This panel investigates how artificial intelligence (AI) transforms religious scholarship and practice through collaborative human-machine engagement. Centering ethical and methodological challenges, the papers collectively explore how AI tools—from retrieval-augmented generation to reasoning models—mediate issues of representation, interpretation, and agency in religious contexts. Key themes include the necessity of human oversight in mitigating AI biases, particularly in amplifying marginalized voices (e.g., women in religious history, womanist visual culture) and preserving theological nuance in cross-cultural translation. While AI offers novel possibilities—generating content, simulating historical figures, or enhancing interpretive frameworks—the research underscores questions of transparency, cultural sensitivity, and ethical responsibility permeate discussions. Together, the panel highlights AI’s potential to expand religious inquiry while advocating for frameworks that prioritize equity, accountability, and interdisciplinary collaboration, balancing technological innovation with critical humanistic reflection.
This paper describes an experiment to generate stub articles about women religious leaders using a purpose-built artificial intelligence system as a means to address gender imbalances on Wikipedia. The Women in Religion User Group is an officially recognized Wikimedia Movement Affiliate that “seeks to create, update, and improve Wikipedia articles pertaining to the lives of cis and transgender women scholars, activists, and practitioners in the world's religious, spiritual, and wisdom traditions.” (Women in Religion 2025) In the early stages of the project, we explored the use of retrieval augmented generation (RAG) to improve the veracity of the stubs that the LLM generated. In the current phase of the project, we are fine-tuning an open-source large language model to improve its ability to create Wikipedia stubs. After reviewing these techniques, we discuss their effectiveness while also raising ethical questions about releasing our project in open source.
In the summer of 2024, AI development appeared to stagnate with delays in major model releases and concerns about training data limitations. However, the emergence of Deepseek's reasoning model, deepseek-r1, revolutionized AI research by introducing a new "Reasoning Space" component. Unlike traditional transformer LLMs, which operate as black boxes producing token-by-token responses, reasoning models provide transparency into their decision-making process through accessible "reasoning traces."
This advancement enables researchers to examine how AI systems arrive at their conclusions. Building on this technology, this project aims to create AI instances replicating different Gospel versions of Jesus (Mark, Matthew, Luke, John, and Thomas) using reasoning models. The goal is to analyze how these AI representations think differently and whether their reasoning can evolve through interaction with each other. This research could potentially extend to dialogues with other AI-simulated historical or philosophical figures, offering new insights into AI reasoning and simulation capabilities.

★ ★ ★ ★

- **What you are asked to do**
Rewrite everything in the panel description from "This advancement enables" down to "and simulation capabilities.", replacing "Gospel" with "scriptural". The records are separate material and are not drawn from the panel description.

★ ★ ★ ★

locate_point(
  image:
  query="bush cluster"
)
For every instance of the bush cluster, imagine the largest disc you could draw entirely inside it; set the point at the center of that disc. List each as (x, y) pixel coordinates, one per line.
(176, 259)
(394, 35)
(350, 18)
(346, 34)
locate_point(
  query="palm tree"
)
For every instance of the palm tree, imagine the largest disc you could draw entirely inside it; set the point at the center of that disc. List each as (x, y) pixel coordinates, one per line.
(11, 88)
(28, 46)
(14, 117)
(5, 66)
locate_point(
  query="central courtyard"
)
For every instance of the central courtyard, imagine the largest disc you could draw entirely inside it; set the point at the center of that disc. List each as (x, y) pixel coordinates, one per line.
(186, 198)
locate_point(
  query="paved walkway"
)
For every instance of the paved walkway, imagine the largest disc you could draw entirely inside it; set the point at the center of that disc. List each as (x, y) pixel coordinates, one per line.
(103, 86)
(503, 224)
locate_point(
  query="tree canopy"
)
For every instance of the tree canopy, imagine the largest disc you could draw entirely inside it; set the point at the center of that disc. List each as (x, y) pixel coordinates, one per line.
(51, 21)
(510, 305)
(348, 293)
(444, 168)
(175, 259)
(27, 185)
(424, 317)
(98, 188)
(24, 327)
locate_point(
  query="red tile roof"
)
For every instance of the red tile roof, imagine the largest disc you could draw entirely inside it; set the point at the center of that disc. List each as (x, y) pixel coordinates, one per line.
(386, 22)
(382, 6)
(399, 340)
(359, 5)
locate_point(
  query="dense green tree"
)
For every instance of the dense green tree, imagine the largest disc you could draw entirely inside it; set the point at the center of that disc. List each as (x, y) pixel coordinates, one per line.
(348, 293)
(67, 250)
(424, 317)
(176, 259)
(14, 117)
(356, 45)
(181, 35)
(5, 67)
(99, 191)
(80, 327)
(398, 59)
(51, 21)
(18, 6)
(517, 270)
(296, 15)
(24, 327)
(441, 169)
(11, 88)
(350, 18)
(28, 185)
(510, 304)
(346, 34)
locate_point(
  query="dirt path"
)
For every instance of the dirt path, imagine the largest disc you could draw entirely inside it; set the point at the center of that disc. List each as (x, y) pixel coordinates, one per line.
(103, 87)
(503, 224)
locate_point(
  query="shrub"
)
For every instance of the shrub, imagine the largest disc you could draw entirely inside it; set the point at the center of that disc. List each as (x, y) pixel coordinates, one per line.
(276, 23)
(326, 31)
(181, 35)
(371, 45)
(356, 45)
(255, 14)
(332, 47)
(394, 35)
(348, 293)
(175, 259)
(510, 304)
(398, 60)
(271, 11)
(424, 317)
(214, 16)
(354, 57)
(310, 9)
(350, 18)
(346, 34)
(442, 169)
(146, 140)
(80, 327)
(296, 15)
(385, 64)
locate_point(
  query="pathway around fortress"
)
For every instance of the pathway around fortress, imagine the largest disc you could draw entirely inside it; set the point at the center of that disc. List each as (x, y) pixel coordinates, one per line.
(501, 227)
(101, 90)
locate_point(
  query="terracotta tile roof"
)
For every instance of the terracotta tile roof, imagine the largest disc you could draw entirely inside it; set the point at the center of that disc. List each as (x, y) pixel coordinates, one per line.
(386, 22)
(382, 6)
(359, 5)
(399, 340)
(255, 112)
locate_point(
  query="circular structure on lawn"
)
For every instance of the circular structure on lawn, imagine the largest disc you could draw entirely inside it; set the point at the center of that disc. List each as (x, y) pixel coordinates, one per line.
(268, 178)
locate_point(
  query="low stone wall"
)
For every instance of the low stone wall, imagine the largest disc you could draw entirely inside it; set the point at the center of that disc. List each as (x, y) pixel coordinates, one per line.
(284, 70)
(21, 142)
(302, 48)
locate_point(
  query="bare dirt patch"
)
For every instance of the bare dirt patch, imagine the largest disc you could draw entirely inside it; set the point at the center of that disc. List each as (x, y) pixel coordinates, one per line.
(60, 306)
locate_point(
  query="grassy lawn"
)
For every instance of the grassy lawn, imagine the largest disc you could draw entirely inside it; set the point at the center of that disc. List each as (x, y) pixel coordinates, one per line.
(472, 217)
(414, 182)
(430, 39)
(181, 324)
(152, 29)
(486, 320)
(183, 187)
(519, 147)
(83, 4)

★ ★ ★ ★

- **Finished task**
This advancement enables researchers to examine how AI systems arrive at their conclusions. Building on this technology, this project aims to create AI instances replicating different scriptural versions of Jesus (Mark, Matthew, Luke, John, and Thomas) using reasoning models. The goal is to analyze how these AI representations think differently and whether their reasoning can evolve through interaction with each other. This research could potentially extend to dialogues with other AI-simulated historical or philosophical figures, offering new insights into AI reasoning and simulation capabilities.